◆ **Work required**
Take the material below and output exactly the run of lines from the one containing "Task: point to every instance of the cherry" down to the one containing "Target: road surface", with both included.

*** Data Section Begins ***

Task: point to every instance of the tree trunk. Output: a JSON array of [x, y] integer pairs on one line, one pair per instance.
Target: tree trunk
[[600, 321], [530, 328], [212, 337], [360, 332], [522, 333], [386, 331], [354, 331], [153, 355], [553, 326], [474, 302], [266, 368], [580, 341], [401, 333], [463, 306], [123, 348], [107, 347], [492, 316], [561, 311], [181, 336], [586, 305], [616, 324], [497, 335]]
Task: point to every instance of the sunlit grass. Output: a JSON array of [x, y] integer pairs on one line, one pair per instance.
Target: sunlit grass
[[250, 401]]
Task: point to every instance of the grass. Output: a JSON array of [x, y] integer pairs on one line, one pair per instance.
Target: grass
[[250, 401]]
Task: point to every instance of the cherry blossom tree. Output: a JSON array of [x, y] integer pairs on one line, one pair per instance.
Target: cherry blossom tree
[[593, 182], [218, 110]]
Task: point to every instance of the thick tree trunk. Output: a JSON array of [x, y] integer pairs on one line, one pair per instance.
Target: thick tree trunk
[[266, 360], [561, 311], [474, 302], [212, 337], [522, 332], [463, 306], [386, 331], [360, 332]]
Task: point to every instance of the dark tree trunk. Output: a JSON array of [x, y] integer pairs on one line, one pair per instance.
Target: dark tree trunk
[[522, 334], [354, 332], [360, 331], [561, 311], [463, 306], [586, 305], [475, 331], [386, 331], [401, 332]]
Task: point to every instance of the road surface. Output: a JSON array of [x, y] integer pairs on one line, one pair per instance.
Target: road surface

*** Data Section Ends ***
*** Data Section Begins ***

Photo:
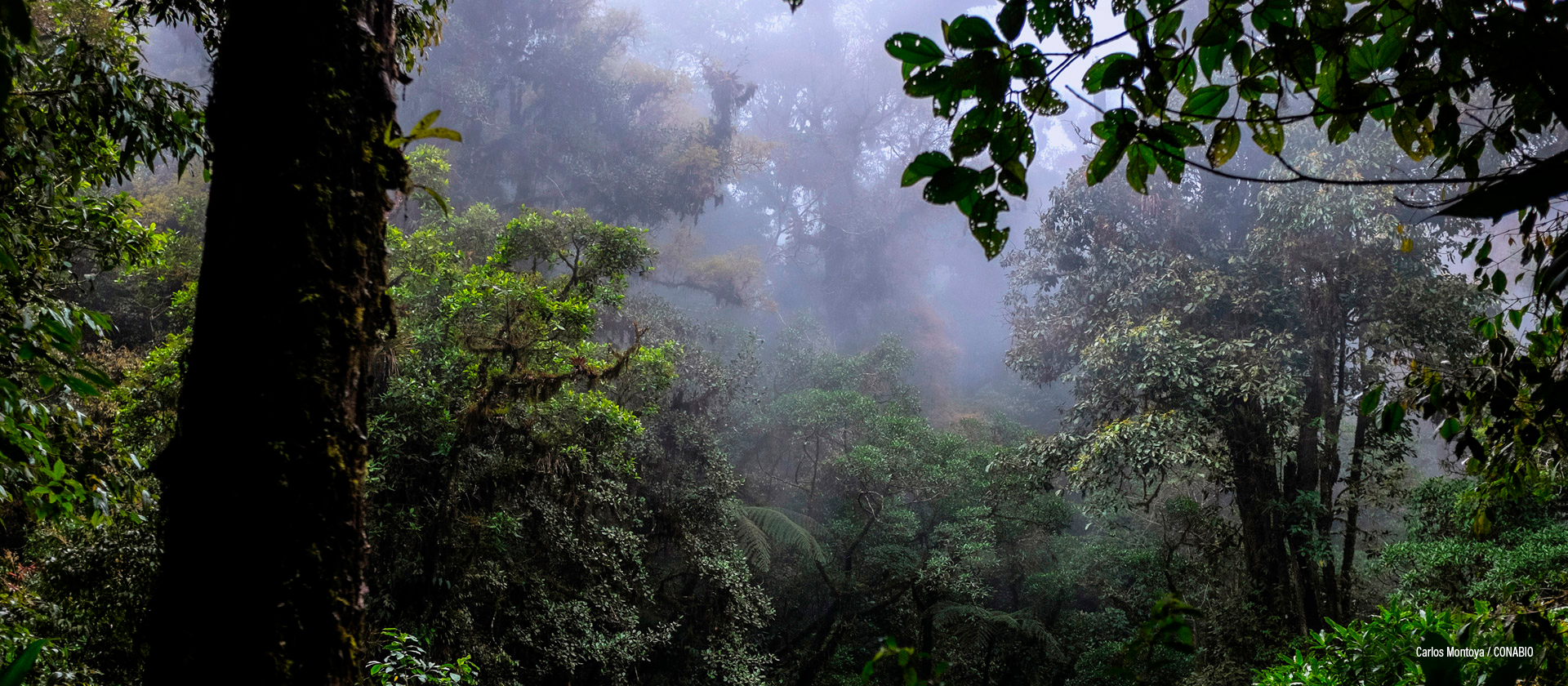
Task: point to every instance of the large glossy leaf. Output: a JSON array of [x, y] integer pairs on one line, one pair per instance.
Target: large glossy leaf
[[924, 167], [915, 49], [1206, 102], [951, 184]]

*** Data Section Ends ***

◆ **Result of this exercise**
Task: point to every instance of the cherry blossom tree. Output: a JSON array of [x, y] integer pairs on one line, one pair per instance.
Target: cherry blossom tree
[[593, 182], [218, 110]]
Task: point to every instance of the thick tree trunk. Output: a JSON array of [x, y] integer pairs on one line, one pair per instance.
Target: thick tree trunk
[[266, 360], [561, 311], [474, 302], [212, 337], [522, 332], [463, 306], [386, 331], [360, 332]]
Task: point to every instance of the dark tree trunk. Output: a JSON array of [x, y] integer pairs on one line, one pair per instance.
Target: dark tree trunk
[[522, 334], [354, 332], [360, 331], [561, 311], [463, 306], [586, 305], [475, 331], [386, 331], [401, 332]]
Task: point to every instance of the road surface. Output: a JSON array of [x, y] integer pairs on one line, one pair per instance.
Target: road surface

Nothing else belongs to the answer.